# ENTRIES SUPPLIED
Start of Block

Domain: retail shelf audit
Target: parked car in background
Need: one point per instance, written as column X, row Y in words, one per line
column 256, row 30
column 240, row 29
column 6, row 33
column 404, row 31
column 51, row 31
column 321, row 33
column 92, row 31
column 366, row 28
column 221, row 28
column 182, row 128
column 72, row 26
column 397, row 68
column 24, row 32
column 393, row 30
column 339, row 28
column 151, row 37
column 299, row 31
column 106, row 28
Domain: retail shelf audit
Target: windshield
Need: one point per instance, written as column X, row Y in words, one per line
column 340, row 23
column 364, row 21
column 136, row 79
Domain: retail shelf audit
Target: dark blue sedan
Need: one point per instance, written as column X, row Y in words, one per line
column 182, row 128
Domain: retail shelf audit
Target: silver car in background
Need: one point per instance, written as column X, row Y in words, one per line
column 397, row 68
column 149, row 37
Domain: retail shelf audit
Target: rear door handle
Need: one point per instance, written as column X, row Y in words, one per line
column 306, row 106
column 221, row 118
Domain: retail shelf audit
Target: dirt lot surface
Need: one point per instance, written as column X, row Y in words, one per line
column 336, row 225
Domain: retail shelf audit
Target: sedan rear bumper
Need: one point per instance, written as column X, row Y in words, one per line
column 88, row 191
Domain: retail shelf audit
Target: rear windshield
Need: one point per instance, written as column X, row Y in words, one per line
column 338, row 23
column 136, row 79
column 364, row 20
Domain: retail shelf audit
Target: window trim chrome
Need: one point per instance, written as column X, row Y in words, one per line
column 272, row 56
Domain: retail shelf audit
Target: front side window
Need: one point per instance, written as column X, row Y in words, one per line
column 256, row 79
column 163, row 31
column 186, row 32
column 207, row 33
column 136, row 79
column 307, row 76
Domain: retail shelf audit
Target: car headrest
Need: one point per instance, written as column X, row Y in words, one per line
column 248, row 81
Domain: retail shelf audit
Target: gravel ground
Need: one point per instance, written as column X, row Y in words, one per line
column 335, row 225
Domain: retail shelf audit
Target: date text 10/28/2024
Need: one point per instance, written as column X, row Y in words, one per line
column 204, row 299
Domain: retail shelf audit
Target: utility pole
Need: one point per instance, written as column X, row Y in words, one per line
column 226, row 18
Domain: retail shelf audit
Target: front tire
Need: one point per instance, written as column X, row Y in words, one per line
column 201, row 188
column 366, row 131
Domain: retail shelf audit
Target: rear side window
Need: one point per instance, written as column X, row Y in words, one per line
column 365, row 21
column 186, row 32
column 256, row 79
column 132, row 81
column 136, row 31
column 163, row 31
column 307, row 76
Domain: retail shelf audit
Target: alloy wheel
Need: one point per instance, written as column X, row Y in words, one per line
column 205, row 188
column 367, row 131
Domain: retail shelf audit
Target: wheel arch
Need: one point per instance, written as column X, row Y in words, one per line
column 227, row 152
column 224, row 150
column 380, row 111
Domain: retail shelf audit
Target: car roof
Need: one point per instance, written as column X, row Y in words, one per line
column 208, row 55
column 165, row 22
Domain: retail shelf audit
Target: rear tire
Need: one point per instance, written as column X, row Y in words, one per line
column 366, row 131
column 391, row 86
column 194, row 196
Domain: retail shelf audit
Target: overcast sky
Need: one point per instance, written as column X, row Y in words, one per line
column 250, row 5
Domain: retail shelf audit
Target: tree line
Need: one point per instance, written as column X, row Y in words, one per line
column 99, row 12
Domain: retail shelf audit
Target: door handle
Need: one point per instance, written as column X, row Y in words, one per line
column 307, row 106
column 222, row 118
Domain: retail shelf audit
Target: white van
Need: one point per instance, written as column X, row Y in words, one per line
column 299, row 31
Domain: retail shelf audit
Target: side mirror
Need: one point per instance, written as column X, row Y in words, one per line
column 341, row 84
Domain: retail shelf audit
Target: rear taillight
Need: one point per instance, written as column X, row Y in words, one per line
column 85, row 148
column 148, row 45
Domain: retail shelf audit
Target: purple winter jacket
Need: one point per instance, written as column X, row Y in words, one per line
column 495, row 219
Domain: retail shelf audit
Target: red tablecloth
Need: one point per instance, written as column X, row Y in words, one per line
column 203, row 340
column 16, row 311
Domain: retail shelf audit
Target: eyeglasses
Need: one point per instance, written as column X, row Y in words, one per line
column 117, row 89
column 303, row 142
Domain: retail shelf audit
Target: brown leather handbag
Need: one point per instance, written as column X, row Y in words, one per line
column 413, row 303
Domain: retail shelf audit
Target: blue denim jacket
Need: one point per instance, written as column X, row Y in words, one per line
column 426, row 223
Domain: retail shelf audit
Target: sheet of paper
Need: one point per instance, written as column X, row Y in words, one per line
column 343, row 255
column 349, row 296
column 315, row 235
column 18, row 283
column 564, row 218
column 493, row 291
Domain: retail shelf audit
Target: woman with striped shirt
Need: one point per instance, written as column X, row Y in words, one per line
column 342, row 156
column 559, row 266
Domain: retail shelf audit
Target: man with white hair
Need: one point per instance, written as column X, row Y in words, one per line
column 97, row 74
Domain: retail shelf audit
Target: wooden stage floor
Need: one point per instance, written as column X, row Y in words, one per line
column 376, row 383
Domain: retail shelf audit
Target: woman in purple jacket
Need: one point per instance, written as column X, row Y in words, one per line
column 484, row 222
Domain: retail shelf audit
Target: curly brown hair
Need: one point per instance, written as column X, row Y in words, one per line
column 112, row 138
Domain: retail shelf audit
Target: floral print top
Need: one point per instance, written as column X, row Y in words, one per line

End of Block

# WORK TO COMPLETE
Looking at the records above, in how many lines does the word "white" occur? Reply with the number alone.

# COMPLETED TASK
2